▸ WHAT YOU WILL DO: Put the rows below into a JSON list of strings, one string per line, leaving out any blank lines.

▸ RECORDS SHOWN:
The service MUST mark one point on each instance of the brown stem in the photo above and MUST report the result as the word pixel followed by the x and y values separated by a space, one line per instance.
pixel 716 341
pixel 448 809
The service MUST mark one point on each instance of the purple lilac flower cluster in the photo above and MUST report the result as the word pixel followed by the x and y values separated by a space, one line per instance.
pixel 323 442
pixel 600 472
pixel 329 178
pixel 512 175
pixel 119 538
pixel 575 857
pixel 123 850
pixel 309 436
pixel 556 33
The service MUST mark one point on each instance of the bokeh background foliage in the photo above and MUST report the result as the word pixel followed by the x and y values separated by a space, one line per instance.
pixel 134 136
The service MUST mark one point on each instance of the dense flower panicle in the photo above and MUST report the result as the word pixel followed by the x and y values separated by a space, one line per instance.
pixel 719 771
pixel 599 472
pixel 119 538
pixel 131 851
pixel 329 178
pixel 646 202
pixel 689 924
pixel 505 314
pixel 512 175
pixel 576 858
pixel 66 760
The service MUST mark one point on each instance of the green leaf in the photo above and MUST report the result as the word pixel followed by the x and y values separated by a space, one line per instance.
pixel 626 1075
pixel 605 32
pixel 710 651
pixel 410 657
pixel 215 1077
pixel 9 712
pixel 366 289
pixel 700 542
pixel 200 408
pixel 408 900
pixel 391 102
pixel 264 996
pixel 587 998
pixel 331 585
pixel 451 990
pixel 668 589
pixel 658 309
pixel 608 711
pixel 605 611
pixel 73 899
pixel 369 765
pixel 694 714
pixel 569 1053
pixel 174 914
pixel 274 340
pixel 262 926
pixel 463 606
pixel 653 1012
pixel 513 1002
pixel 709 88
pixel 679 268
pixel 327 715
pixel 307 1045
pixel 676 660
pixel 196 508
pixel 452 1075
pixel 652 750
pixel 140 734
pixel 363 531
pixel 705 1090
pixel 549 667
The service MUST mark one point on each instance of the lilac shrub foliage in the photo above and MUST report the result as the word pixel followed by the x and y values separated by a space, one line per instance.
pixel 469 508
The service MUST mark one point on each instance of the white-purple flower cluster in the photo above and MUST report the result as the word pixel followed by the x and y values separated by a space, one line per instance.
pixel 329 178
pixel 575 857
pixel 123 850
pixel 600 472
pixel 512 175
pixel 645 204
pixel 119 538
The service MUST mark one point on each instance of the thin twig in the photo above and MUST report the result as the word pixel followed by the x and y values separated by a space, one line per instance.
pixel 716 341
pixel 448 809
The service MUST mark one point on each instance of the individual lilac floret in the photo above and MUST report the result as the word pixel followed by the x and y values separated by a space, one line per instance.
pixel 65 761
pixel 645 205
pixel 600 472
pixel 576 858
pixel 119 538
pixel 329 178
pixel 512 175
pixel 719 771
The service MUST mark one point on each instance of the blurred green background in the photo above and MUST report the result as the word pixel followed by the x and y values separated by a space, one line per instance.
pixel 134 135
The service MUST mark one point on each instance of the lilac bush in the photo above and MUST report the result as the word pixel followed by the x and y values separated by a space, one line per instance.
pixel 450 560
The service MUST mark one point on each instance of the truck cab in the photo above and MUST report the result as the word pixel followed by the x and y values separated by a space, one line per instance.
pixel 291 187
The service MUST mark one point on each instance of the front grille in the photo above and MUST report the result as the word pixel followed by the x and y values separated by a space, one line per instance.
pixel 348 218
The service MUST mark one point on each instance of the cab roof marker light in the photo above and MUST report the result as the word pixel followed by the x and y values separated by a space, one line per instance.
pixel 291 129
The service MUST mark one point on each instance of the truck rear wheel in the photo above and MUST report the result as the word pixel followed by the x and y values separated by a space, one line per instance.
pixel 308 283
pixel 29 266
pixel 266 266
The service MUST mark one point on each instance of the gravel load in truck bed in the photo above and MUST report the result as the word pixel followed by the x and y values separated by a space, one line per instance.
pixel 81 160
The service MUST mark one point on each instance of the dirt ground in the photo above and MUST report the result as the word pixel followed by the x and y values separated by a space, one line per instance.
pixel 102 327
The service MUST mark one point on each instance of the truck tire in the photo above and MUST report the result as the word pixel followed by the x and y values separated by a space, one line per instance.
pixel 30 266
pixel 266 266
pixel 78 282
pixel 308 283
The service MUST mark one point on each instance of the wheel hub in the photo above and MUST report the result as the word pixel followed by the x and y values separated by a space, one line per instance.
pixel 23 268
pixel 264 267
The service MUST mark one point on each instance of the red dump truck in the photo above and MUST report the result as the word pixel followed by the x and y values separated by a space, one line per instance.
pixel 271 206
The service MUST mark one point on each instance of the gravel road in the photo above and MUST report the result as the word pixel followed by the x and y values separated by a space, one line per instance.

▸ EXERCISE ANSWER:
[
  "The service MUST mark one point on each instance of the brown stem in the photo above and MUST report the result as the word pixel followed by the x and y values separated by a space, one line per instance.",
  "pixel 716 341",
  "pixel 448 809",
  "The service MUST mark one point on each instance of the purple lilac flower cluster in the photo above and MUST report the result as the word pixel followed by the x and y values separated by a space, one line per instance.",
  "pixel 323 442",
  "pixel 600 472",
  "pixel 329 178",
  "pixel 512 175",
  "pixel 119 538",
  "pixel 575 857",
  "pixel 123 850",
  "pixel 309 436",
  "pixel 556 33",
  "The service MUST mark one point on each instance of the bokeh background foliage in the photo above and MUST report the result as the word pixel followed by the x and y values separated by a space, one line per instance.",
  "pixel 134 136",
  "The service MUST mark one point on each instance of the dense flower panicle in the photo above and MUST report the result as the word pixel followed by the x and y values separated by a space, one line per instance.",
  "pixel 719 771",
  "pixel 599 472",
  "pixel 119 538",
  "pixel 131 851",
  "pixel 329 178",
  "pixel 646 202",
  "pixel 689 924",
  "pixel 505 314",
  "pixel 512 175",
  "pixel 576 858",
  "pixel 66 760",
  "The service MUST mark one point on each instance of the green leaf in the photo above and MUST report the result as the word pixel followed by the x and y values separated by a space, one line per instance.",
  "pixel 626 1075",
  "pixel 605 32",
  "pixel 710 651",
  "pixel 410 657",
  "pixel 215 1077",
  "pixel 9 712",
  "pixel 366 289",
  "pixel 700 542",
  "pixel 200 408",
  "pixel 408 900",
  "pixel 391 102",
  "pixel 264 996",
  "pixel 587 998",
  "pixel 331 585",
  "pixel 451 990",
  "pixel 668 589",
  "pixel 658 309",
  "pixel 608 711",
  "pixel 605 611",
  "pixel 73 899",
  "pixel 369 765",
  "pixel 694 714",
  "pixel 569 1053",
  "pixel 174 914",
  "pixel 274 340",
  "pixel 262 926",
  "pixel 463 606",
  "pixel 653 1012",
  "pixel 513 1002",
  "pixel 709 88",
  "pixel 679 268",
  "pixel 327 715",
  "pixel 307 1045",
  "pixel 676 660",
  "pixel 196 508",
  "pixel 452 1075",
  "pixel 652 750",
  "pixel 140 734",
  "pixel 363 531",
  "pixel 705 1090",
  "pixel 549 667",
  "The service MUST mark one point on each instance of the lilac shrub foliage in the photo above and MUST report the result as the word pixel followed by the x and y values separated by a space, one line per instance.",
  "pixel 469 508",
  "The service MUST mark one point on each instance of the white-purple flower cluster in the photo above and MUST report the result as the word pixel followed by the x and y values separated by a space, one line per instance.",
  "pixel 329 178",
  "pixel 575 857",
  "pixel 123 850",
  "pixel 600 472",
  "pixel 512 175",
  "pixel 645 204",
  "pixel 119 538",
  "The service MUST mark one point on each instance of the thin twig in the photo above and MUST report the result as the word pixel followed by the x and y values separated by a space, one line per instance.",
  "pixel 716 341",
  "pixel 448 809",
  "The service MUST mark one point on each instance of the individual lilac floret in the photo above and MUST report the result as the word pixel followed by the x and y values separated by a space, one line per instance.",
  "pixel 65 761",
  "pixel 645 205",
  "pixel 600 472",
  "pixel 576 858",
  "pixel 119 538",
  "pixel 329 178",
  "pixel 512 175",
  "pixel 719 771",
  "The service MUST mark one point on each instance of the blurred green background in the photo above and MUST report the result as the word pixel followed by the x and y values separated by a space, one line per instance.",
  "pixel 134 135",
  "The service MUST mark one point on each instance of the lilac bush in the photo above and MUST report the result as the word pixel followed by the x and y values separated by a space, one line per instance.",
  "pixel 450 560",
  "The service MUST mark one point on each instance of the truck cab in the photo above and MUST report the result as the word pixel followed by the x and y values separated by a space, one line per instance.",
  "pixel 291 187",
  "The service MUST mark one point on each instance of the front grille in the photo above and MUST report the result as the word pixel followed by the x and y values separated by a space, one line per instance.",
  "pixel 348 218",
  "The service MUST mark one point on each instance of the cab roof marker light in the photo above and MUST report the result as the word pixel followed by the x and y values separated by a space, one line per instance.",
  "pixel 291 129",
  "The service MUST mark one point on each instance of the truck rear wheel in the photo above and MUST report the result as the word pixel followed by the x and y values separated by a space, one line per instance.",
  "pixel 308 283",
  "pixel 29 266",
  "pixel 266 266",
  "The service MUST mark one point on each instance of the gravel load in truck bed in the photo above and MUST report the result as the word pixel followed by the x and y values separated by a space, one line per instance.",
  "pixel 81 160",
  "The service MUST mark one point on each instance of the dirt ground in the photo above and MUST report the result as the word pixel followed by the x and y values separated by a space, one line per instance.",
  "pixel 102 327",
  "The service MUST mark one point on each instance of the truck tire in the photo above and MUST report the result as the word pixel followed by the x and y values separated by a space, one line per instance.",
  "pixel 30 266",
  "pixel 266 266",
  "pixel 78 282",
  "pixel 308 283",
  "The service MUST mark one point on each instance of the wheel hub in the photo above and MUST report the result as the word pixel followed by the x and y values separated by a space, one line per instance.",
  "pixel 23 268",
  "pixel 264 267",
  "The service MUST mark one point on each instance of the red dump truck in the photo above and MUST report the result as the word pixel followed by the x and y values separated by a space, one line per instance.",
  "pixel 271 206",
  "The service MUST mark one point on each instance of the gravel road in the photo above and MUST report the result as the word pixel followed by the x and y values separated by a space, one line per instance."
]